**TASKS FOR THIS EXERCISE**
[A] Please duplicate everything in the blk-throttle email thread from "On Wed, Sep" down to "limit for blk-throttle.".
[B] Pick up the blk-throttle email thread after its last line and continue writing it.
— START OF SELECTED EXCERPT —
On Wed, Sep 06, 2017 at 09:12:20AM +0800, Joseph Qi wrote:
> Hi Shaohua,
>
> On 17/9/6 05:02, Shaohua Li wrote:
> > On Thu, Aug 31, 2017 at 09:24:23AM +0200, Paolo VALENTE wrote:
> >>
> >>> Il giorno 15 gen 2017, alle ore 04:42, Shaohua Li <[email protected]> ha scritto:
> >>>
> >>> Hi,
> >>>
> >>> cgroup still lacks a good iocontroller. CFQ works well for hard disk, but not
> >>> much for SSD. This patch set try to add a conservative limit for blk-throttle.
> >>> It isn't a proportional scheduling, but can help prioritize cgroups. There are
> >>> several advantages we choose blk-throttle:
> >>> - blk-throttle resides early in the block stack. It works for both bio and
> >>> request based queues.
> >>> - blk-throttle is light weight in general. It still takes queue lock, but it's
> >>> not hard to implement a per-cpu cache and remove the lock contention.
— END OF SELECTED EXCERPT —
— START OF ITEMS —
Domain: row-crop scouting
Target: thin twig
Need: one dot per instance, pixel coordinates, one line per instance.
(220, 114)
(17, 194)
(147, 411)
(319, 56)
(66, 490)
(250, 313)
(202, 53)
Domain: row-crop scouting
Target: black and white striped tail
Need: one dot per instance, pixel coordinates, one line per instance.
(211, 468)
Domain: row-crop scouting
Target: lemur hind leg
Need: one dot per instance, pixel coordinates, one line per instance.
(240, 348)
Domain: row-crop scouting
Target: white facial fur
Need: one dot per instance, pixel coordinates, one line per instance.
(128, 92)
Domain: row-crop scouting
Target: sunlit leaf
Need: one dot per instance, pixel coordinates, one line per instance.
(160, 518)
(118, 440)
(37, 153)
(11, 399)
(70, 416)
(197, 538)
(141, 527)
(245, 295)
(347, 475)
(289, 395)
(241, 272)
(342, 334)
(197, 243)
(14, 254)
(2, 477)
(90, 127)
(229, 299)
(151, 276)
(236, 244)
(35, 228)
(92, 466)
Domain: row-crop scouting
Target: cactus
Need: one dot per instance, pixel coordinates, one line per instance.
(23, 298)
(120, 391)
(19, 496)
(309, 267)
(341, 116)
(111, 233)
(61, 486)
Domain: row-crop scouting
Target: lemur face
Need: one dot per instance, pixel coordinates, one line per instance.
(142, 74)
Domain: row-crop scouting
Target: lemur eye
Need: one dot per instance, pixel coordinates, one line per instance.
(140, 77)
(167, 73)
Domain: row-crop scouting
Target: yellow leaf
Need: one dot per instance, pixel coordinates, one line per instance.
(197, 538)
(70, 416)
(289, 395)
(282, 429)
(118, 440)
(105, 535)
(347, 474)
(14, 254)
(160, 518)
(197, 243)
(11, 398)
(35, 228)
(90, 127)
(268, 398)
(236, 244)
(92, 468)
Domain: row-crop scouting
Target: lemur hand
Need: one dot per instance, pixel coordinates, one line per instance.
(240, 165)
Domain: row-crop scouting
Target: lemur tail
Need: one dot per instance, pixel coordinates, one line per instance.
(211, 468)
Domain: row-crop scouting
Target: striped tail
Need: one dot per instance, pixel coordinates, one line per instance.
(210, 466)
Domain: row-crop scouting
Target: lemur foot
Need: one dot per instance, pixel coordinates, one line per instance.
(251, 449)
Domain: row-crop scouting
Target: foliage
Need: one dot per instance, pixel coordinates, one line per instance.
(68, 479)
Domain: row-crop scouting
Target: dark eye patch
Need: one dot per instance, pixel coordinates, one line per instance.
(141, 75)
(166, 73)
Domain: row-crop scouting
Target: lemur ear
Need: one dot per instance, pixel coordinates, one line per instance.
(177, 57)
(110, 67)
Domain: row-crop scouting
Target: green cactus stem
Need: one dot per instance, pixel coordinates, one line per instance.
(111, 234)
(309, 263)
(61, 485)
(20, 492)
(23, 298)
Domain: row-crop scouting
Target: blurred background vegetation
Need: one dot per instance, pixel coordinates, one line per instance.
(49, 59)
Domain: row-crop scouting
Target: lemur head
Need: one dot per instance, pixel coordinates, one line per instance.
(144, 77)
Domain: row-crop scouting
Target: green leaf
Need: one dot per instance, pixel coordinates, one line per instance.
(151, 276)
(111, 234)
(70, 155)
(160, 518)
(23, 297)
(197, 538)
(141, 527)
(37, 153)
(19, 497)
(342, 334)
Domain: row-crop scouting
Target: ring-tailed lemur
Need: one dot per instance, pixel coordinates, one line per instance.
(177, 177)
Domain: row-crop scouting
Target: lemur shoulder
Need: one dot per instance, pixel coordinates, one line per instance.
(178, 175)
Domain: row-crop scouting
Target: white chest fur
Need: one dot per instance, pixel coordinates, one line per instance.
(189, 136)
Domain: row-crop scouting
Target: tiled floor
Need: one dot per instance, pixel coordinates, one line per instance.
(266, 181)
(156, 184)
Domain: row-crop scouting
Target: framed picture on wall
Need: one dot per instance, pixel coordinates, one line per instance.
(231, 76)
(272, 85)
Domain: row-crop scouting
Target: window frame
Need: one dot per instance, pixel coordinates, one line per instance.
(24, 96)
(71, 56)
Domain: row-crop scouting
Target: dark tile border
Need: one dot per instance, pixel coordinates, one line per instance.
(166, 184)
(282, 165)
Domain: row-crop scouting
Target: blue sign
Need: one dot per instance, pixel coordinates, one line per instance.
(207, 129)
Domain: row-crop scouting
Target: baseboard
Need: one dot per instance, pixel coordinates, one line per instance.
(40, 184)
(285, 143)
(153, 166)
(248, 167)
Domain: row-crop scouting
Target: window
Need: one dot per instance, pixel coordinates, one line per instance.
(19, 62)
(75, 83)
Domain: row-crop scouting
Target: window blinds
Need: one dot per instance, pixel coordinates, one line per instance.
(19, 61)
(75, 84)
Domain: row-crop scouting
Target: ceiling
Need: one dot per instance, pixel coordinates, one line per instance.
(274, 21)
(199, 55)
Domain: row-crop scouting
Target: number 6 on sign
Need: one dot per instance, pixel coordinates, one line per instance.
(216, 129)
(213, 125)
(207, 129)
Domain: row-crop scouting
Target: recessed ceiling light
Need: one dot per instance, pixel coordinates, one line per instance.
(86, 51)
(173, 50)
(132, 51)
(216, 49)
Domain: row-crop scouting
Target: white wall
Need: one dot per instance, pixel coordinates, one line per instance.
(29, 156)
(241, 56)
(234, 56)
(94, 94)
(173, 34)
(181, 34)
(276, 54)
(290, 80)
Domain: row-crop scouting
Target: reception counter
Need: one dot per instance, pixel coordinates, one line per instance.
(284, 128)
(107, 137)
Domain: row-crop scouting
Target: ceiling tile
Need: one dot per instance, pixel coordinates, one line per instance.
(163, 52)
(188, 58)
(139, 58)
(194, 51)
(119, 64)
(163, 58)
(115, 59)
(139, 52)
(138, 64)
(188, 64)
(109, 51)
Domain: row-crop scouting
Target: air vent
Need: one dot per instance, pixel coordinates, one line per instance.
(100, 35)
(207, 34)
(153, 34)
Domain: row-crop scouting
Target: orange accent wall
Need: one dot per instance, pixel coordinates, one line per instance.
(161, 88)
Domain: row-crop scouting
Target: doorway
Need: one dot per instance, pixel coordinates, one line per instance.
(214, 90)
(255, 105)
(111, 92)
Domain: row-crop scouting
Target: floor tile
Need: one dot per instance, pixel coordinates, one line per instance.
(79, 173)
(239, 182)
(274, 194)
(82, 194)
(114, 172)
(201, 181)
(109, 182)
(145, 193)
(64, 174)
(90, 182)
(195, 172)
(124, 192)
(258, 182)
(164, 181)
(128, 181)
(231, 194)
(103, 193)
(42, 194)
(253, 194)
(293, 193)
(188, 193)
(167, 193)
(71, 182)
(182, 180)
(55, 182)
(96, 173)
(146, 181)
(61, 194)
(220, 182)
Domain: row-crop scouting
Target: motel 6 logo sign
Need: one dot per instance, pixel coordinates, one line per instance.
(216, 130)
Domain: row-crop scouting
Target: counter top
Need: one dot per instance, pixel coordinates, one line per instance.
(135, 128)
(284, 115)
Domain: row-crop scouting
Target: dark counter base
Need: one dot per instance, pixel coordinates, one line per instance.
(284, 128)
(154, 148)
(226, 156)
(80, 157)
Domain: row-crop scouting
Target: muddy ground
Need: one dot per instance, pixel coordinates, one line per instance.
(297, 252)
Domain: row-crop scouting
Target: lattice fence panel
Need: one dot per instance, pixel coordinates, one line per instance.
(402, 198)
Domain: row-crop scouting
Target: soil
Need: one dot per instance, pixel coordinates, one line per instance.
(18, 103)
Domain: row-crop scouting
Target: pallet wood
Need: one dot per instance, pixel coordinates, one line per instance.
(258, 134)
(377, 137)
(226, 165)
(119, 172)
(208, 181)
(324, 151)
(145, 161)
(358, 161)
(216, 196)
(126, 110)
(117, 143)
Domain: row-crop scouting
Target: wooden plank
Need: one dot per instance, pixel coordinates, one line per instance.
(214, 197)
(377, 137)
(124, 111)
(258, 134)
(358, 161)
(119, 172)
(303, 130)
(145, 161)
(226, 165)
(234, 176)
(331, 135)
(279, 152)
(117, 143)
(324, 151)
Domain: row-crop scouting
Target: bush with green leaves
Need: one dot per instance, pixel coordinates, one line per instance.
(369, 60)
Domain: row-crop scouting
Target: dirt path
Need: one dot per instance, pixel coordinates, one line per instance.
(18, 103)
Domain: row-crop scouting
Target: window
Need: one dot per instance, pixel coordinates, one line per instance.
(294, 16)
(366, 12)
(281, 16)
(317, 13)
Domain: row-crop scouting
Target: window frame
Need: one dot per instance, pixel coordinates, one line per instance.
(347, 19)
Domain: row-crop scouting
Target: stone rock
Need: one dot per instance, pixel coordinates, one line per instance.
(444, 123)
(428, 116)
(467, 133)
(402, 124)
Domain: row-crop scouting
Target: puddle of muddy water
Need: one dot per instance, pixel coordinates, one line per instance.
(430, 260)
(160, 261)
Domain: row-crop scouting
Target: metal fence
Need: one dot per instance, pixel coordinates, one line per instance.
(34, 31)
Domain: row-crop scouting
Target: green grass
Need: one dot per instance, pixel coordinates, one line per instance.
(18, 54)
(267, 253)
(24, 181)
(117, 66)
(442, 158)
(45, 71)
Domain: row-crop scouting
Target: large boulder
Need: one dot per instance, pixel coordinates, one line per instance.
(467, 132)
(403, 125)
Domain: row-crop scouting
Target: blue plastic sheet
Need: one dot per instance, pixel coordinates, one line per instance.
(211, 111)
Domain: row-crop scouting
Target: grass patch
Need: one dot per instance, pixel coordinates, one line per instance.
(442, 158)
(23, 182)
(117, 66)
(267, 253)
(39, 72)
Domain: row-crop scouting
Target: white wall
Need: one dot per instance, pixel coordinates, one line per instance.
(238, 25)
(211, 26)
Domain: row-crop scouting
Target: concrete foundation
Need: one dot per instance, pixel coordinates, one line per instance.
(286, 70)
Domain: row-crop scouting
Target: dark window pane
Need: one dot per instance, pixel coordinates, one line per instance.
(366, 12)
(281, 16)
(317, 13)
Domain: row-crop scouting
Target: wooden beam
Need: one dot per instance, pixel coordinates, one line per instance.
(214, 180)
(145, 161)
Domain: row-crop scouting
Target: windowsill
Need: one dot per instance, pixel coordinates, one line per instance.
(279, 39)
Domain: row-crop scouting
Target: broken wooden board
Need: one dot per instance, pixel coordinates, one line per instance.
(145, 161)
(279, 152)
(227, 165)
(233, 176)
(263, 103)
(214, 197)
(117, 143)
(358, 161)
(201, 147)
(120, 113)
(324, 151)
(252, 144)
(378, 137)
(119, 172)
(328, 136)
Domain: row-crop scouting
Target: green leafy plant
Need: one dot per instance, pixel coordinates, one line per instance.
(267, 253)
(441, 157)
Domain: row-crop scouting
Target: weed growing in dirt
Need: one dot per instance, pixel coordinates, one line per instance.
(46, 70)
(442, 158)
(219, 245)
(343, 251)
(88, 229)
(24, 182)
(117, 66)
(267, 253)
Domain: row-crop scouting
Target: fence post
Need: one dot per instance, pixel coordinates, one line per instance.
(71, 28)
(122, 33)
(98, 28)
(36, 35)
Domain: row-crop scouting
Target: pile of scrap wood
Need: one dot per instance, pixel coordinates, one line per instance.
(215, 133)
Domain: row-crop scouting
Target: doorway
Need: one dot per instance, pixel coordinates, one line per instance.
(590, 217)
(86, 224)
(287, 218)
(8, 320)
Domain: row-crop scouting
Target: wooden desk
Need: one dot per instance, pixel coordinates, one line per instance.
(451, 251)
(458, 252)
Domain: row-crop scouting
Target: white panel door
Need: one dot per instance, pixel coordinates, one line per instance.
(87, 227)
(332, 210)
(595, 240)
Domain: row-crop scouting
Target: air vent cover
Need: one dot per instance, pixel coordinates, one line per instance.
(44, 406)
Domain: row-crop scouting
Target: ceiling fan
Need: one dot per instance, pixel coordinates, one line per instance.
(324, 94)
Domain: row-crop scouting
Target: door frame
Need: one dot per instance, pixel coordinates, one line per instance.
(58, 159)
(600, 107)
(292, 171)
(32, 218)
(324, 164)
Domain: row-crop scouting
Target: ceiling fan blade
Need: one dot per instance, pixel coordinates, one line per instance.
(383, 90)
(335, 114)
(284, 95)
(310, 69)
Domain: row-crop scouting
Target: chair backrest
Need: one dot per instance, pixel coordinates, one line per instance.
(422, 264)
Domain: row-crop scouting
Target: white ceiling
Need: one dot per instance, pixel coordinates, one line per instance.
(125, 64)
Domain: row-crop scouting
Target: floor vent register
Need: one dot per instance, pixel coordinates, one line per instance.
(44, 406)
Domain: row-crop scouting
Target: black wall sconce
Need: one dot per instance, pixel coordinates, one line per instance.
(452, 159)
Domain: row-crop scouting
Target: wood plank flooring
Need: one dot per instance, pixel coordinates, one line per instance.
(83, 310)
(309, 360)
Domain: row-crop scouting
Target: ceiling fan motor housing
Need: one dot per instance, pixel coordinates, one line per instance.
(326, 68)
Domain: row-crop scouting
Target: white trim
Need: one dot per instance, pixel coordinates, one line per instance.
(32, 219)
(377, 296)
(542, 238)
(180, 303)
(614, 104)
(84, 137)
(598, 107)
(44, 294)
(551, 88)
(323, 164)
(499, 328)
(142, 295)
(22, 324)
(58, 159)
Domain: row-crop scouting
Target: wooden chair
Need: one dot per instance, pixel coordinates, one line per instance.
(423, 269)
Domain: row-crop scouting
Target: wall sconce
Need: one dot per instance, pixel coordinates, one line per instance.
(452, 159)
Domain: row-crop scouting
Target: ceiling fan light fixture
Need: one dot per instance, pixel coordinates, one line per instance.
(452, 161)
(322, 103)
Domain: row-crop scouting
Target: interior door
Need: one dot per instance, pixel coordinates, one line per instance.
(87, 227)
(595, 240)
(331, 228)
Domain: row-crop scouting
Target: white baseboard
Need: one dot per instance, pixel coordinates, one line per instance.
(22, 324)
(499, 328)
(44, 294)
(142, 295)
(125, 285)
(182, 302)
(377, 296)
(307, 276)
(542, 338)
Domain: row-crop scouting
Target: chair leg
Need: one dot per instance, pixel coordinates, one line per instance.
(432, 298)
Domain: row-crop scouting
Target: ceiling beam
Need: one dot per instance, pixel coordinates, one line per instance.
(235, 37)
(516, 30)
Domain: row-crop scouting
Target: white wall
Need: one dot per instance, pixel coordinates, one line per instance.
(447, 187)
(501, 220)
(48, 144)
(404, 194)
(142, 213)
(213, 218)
— END OF ITEMS —
**FINAL ANSWERS**
[A]
On Wed, Sep 06, 2017 at 09:12:20AM +0800, Joseph Qi wrote:
> Hi Shaohua,
>
> On 17/9/6 05:02, Shaohua Li wrote:
> > On Thu, Aug 31, 2017 at 09:24:23AM +0200, Paolo VALENTE wrote:
> >>
> >>> Il giorno 15 gen 2017, alle ore 04:42, Shaohua Li <[email protected]> ha scritto:
> >>>
> >>> Hi,
> >>>
> >>> cgroup still lacks a good iocontroller. CFQ works well for hard disk, but not
> >>> much for SSD. This patch set try to add a conservative limit for blk-throttle.

[B]
> >>> - blk-throttle doesn't use 'idle disk' mechanism, which is used by CFQ/BFQ. The
> >>> mechanism is proved to harm performance for fast SSD.
> >>>
> >>> The patch set add a new io.low limit for blk-throttle. It's only for cgroup2.
> >>> The existing io.max is a hard limit throttling. cgroup with a max limit never
> >>> dispatch more IO than its max limit. While io.low is a best effort throttling.
> >>> cgroups with 'low' limit can run above their 'low' limit at appropriate time.
> >>> Specifically, if all cgroups reach their 'low' limit, all cgroups can run above
> >>> their 'low' limit. If any cgroup runs under its 'low' limit, all other cgroups
> >>> will run according to their 'low' limit. So the 'low' limit could act as two
> >>> roles, it allows cgroups using free bandwidth and it protects cgroups from
> >>> their 'low' limit.
> >>>
> >>> An example usage is we have a high prio cgroup with high 'low' limit and a low
> >>> prio cgroup with low 'low' limit. If the high prio cgroup isn't running, the low
> >>> prio can run above its 'low' limit, so we don't waste the bandwidth. When the
> >>> high prio cgroup runs and is below its 'low' limit, low prio cgroup will run
> >>> under its 'low' limit. This will protect high prio cgroup to get more
> >>> resources.
> >>>
> >>
> >> Hi Shaohua,
> >
> > Hi,
> >
> > Sorry for the late response.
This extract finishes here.